- _Using the information_
(a) Answer these questions using the article on the Abbott rapid COVID-19 test:
(i) How many viruses must a sample contain for the Abbott test to detect the virus 95% of the time?
(ii) In what month did the U.S. Food and Drug Administration approve the Abbott test?
(iii) Within how many minutes can the rapid-result card detect a coronavirus protein?
(b) Repeat the article on the Abbott rapid COVID-19 test word for word, from "The research, conducted" up to and including "to UW Medicine.".
(c) The article on the Abbott rapid COVID-19 test says the test was distributed across the country for use in certain places. List every place it names.

- _Selected text_
--*--

The University of Washington Medical Center is very quiet on April 1, 2020.

Think twice about the COVID-19 test you just took, because the rapid Abbott BinaxNOW COVID-19 antigen test has been found to be about 100 times less sensitive than standard lab tests, according to a new study by UW Medicine. That means those cleared by the test may still be infected with low levels of the virus and can transmit it to others.

The research, conducted by laboratory medicine and pathology assistant professor Dr. Alex Greninger, compared the sensitivity of Abbott tests to tests typically used in clinical labs, also known as real-time reverse transcription polymerase chain reaction tests, or rRT-PCR tests. 

It found that the Abbott test is only able to detect the virus 95% of the time when samples contain at least 40,000 viruses. The rRT-PCR test only requires a few hundred viruses in a sample to detect it, making it around 100 times more sensitive. 

As such, the Abbott test works well when administered within seven days of symptom onset, which is when infected individuals tend to shed large amounts of the virus. However, the test becomes less effective in detecting the virus past that period, even if those tested are still infected, according to UW Medicine.

“The virus behaves so differently from person to person, so it really depends on the context,” Greninger said. “We don’t recommend [the Abbott test] for hospital use, but it might be alright for a public health approach.”

The Abbott test was approved by the U.S. Food and Drug Administration back in August, and was subsequently distributed across the country to be used in clinics, offices, and schools. The test works by rubbing a nasal sample on a rapid-result card, which can detect the presence of a coronavirus protein within 15 minutes.

 Its convenience and affordability have made it a popular option as quarantine protocols increasingly hinge on negative COVID-19 tests. Greninger even speculates that the Abbott test might be available for over-the-counter use within the next year.

However, that does not mean that the Abbott test should serve as a greenlight for people to resume traveling or other infectious behaviors. 

“We hope [the Abbott test] will be used as an added test, [a] preventative measure, not a reason to change behavior,” Greninger said. “We are still very much in the midst of a pandemic.” 

As these tests are often administered to screen those without obvious symptoms, that means they are being used to clear people for whom they are least effective, which means that some of those infected can still slip through and continue to transmit the virus.

Especially with the recent emergence of the even more contagious COVID-19 strain first found in the United Kingdom, which he speculates will probably spread across the United States as well, Greninger recommends that people remain cautious in their behavior and remember that although the vaccine may be out, there is still a long road ahead of us.

--*--

- _Record set_
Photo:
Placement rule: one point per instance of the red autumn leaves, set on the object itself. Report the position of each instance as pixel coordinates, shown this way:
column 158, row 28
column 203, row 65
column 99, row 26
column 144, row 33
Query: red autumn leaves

--*--

- _Written answers_
(a)
(i) At least 40,000 viruses.
(ii) August.
(iii) Within 15 minutes.

(b)
The research, conducted by laboratory medicine and pathology assistant professor Dr. Alex Greninger, compared the sensitivity of Abbott tests to tests typically used in clinical labs, also known as real-time reverse transcription polymerase chain reaction tests, or rRT-PCR tests. 

It found that the Abbott test is only able to detect the virus 95% of the time when samples contain at least 40,000 viruses. The rRT-PCR test only requires a few hundred viruses in a sample to detect it, making it around 100 times more sensitive. 

As such, the Abbott test works well when administered within seven days of symptom onset, which is when infected individuals tend to shed large amounts of the virus. However, the test becomes less effective in detecting the virus past that period, even if those tested are still infected, according to UW Medicine.

(c) Clinics, offices, schools